TASK INSTRUCTIONS
Write out every line of the material exactly as it appears.

-*-

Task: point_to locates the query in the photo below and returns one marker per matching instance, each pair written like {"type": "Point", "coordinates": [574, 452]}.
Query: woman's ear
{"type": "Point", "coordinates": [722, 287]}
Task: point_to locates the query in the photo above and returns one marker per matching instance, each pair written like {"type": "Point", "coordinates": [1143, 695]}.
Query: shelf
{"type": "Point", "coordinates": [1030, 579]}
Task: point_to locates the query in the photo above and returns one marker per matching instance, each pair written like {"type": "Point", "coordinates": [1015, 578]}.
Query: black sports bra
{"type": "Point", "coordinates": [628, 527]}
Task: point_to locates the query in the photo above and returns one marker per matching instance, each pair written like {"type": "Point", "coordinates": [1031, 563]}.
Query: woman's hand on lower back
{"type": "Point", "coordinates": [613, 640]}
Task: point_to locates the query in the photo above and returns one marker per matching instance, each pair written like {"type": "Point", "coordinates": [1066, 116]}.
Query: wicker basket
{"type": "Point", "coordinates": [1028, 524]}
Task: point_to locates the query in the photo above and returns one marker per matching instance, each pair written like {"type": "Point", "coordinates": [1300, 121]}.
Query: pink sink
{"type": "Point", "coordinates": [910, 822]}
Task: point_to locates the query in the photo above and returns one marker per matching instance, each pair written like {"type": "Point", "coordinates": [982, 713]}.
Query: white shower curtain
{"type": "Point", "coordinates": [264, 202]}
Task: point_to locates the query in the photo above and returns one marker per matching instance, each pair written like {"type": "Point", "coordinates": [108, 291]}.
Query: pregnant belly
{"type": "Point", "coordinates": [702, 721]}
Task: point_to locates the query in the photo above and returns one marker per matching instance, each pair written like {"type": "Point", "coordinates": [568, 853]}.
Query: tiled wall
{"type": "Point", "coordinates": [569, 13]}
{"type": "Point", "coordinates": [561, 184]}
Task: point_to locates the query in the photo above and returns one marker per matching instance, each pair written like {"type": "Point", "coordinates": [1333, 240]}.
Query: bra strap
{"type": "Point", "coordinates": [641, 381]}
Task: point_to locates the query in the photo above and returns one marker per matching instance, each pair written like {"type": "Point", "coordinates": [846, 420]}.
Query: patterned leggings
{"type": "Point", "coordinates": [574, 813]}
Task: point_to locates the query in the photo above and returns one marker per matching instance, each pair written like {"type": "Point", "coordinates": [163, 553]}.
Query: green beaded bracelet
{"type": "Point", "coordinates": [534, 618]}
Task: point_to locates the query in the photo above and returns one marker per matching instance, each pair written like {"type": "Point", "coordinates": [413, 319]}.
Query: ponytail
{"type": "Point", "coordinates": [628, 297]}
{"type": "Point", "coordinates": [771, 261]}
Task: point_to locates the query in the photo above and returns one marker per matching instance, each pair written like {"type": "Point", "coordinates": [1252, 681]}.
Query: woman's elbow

-*-

ANSWER
Task: point_to locates the query in the photo below and returns one marker per matching instance, each pair written like {"type": "Point", "coordinates": [574, 452]}.
Query: woman's ear
{"type": "Point", "coordinates": [722, 287]}
Task: point_to locates the query in the photo above and returns one marker per matching instance, each pair written like {"type": "Point", "coordinates": [1143, 695]}.
Query: shelf
{"type": "Point", "coordinates": [1030, 579]}
Task: point_to locates the query in the photo above and returns one marker per matching instance, each pair written like {"type": "Point", "coordinates": [1015, 578]}.
Query: black sports bra
{"type": "Point", "coordinates": [628, 527]}
Task: point_to locates the query in the photo above and returns one marker per matching instance, each pair written like {"type": "Point", "coordinates": [1031, 563]}.
Query: woman's hand on lower back
{"type": "Point", "coordinates": [613, 640]}
Task: point_to locates the query in the photo above and returns one marker per matching instance, each pair written like {"type": "Point", "coordinates": [1066, 116]}.
Query: wicker basket
{"type": "Point", "coordinates": [1028, 524]}
Task: point_to locates the query in the photo above and returns one marker per matching instance, each pair written like {"type": "Point", "coordinates": [1300, 121]}.
Query: pink sink
{"type": "Point", "coordinates": [910, 822]}
Task: point_to locates the query in the photo above and returns one marker per matching instance, each pair written like {"type": "Point", "coordinates": [982, 713]}.
Query: white shower curtain
{"type": "Point", "coordinates": [264, 202]}
Task: point_to locates the query in the photo above and returns one marker per matching instance, each pair written like {"type": "Point", "coordinates": [108, 291]}.
Query: pregnant belly
{"type": "Point", "coordinates": [702, 721]}
Task: point_to locates the query in the photo above and returns one marker per matching instance, each pair written like {"type": "Point", "coordinates": [568, 853]}.
Query: tiled wall
{"type": "Point", "coordinates": [569, 13]}
{"type": "Point", "coordinates": [561, 184]}
Task: point_to locates the query in the photo above and returns one marker per matching instance, each pair written like {"type": "Point", "coordinates": [1333, 240]}.
Query: bra strap
{"type": "Point", "coordinates": [641, 381]}
Task: point_to locates the query in the photo above and returns one marker per matching instance, each pair written like {"type": "Point", "coordinates": [846, 420]}.
Query: patterned leggings
{"type": "Point", "coordinates": [574, 813]}
Task: point_to locates the query in the photo above and returns one marker per matching instance, each pair written like {"type": "Point", "coordinates": [163, 553]}.
Query: green beaded bracelet
{"type": "Point", "coordinates": [534, 618]}
Task: point_to locates the query in the photo above and returns one marker per matching instance, each pair written like {"type": "Point", "coordinates": [413, 319]}.
Query: ponytail
{"type": "Point", "coordinates": [628, 297]}
{"type": "Point", "coordinates": [771, 261]}
Task: point_to locates the query in the photo above and returns one marker per matching instance, each pair written like {"type": "Point", "coordinates": [1252, 681]}.
Query: woman's elbow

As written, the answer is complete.